▶ [Selected excerpt]
'''

Anti-Blasphemy Laws - Biblical and Legal History

Various1275
Medieval
Global

Anti-blasphemy laws trace directly to the Third Commandment and Leviticus 24:16, which prescribed death for blaspheming God's name. Medieval European codes, English common law (codified under Charles II, 1661), and statutes in over 70 nations today prohibit blasphemy in some form. The English common law offence of blasphemous libel was only abolished in 2008; many nations with Islamic, Christian, or Hindu majorities retain active blasphemy statutes that derive from scriptural injunctions to protect the divine name.

The Principle

Anti-blasphemy laws - statutes criminalizing speech or expression that insults or defames God, sacred scriptures, or religious figures - represent one of the oldest categories of law in human history. From ancient Israelite codes prescribing death for the blasphemer to 21st-century legislation in Pakistan, Iran, and Germany, the prohibition on attacking the divine name has proven one of the most durable legal inheritances of the biblical tradition and one of the most contested.

'''

Can you carry the anti-blasphemy laws piece above forward from its last sentence, keeping its tone and focus?

▶ [Source excerpt]
'''

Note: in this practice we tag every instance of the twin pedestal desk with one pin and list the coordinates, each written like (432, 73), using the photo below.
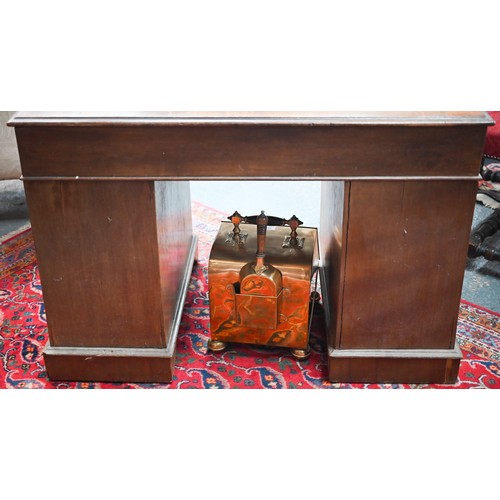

'''

▶ [Expected answer]
Biblical Foundation

The Third Commandment (Exodus 20:7) commands: 'You shall not misuse the name of the LORD your God, for the LORD will not hold anyone guiltless who misuses his name.' This is not merely an ethical injunction but the seed of a legal prohibition: the divine name carries a sanctity the community is obligated to enforce. Leviticus 24:10-16 narrates the case of a man who blasphemed the divine name during a fight and records God's verdict: 'Anyone who blasphemes the name of the LORD is to be put to death. The entire assembly must stone him.' This prescription - death for blasphemy, carried out by the whole community - became the model for subsequent law.

Exodus 22:28 adds a related prohibition: 'Do not blaspheme God or curse the ruler of your people' - a text that linked blasphemy to political sedition in societies where the king ruled by divine appointment, generating laws that served both religious and political functions.

The New Testament adds complexity. Stephen is convicted of blasphemy before the Sanhedrin (Acts 6:11-13) and Jesus himself is charged with blasphemy for claiming divine authority (Mark 14:64) - cases that early Christian writers treated as warnings about the abuse of blasphemy charges to suppress inconvenient truth. The martyr tradition embedded in Christianity a permanent skepticism about blasphemy prosecutions as instruments of persecution.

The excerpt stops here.